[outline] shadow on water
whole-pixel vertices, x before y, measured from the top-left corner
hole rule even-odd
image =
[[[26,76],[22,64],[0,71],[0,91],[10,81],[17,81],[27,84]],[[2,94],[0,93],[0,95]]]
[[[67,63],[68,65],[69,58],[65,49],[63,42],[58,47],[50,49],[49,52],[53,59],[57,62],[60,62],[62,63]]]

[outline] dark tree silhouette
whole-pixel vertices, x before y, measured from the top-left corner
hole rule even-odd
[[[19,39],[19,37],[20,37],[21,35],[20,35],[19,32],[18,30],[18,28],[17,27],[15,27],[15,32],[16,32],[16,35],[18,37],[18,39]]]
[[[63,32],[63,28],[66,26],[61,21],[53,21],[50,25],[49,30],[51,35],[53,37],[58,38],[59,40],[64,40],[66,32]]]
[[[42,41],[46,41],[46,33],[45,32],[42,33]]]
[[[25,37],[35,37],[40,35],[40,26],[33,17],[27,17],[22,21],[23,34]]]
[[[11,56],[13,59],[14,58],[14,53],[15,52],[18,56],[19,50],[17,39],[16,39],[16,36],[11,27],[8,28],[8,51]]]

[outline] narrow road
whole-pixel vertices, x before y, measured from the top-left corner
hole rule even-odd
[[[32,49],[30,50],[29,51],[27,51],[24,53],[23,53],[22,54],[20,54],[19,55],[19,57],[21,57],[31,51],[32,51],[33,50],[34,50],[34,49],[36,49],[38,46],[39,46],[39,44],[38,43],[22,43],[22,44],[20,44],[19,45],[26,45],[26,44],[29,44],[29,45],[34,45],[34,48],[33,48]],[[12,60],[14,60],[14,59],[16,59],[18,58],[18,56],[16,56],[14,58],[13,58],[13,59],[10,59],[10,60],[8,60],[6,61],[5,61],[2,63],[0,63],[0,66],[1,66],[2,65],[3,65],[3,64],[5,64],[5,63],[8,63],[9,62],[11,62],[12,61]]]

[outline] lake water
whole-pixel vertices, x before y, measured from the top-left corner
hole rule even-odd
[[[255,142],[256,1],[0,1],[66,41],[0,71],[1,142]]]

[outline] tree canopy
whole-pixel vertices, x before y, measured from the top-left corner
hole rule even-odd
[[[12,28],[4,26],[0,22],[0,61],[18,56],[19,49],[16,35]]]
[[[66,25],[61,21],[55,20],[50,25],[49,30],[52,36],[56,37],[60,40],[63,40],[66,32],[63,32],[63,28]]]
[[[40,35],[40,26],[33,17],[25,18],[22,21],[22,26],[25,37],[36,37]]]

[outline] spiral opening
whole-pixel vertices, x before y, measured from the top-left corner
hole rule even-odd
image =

◆ TASK PROMPT:
Output the lines above exactly as they stand, from the line containing "[outline] tree canopy" through the last line, with both ends included.

◆ FINAL RESULT:
[outline] tree canopy
whole-pixel vertices, x before y, measured from the top-left corner
hole rule even-odd
[[[12,28],[4,26],[0,22],[0,61],[18,56],[19,49],[16,35]]]
[[[66,25],[61,21],[55,20],[50,25],[49,30],[52,36],[56,37],[60,40],[63,40],[66,32],[63,32],[63,28]]]
[[[40,35],[40,26],[33,17],[25,18],[22,21],[22,26],[25,37],[36,37]]]

[outline] spiral opening
whole-pixel vertices, x before y, measured from the top-left corner
hole rule even-odd
image =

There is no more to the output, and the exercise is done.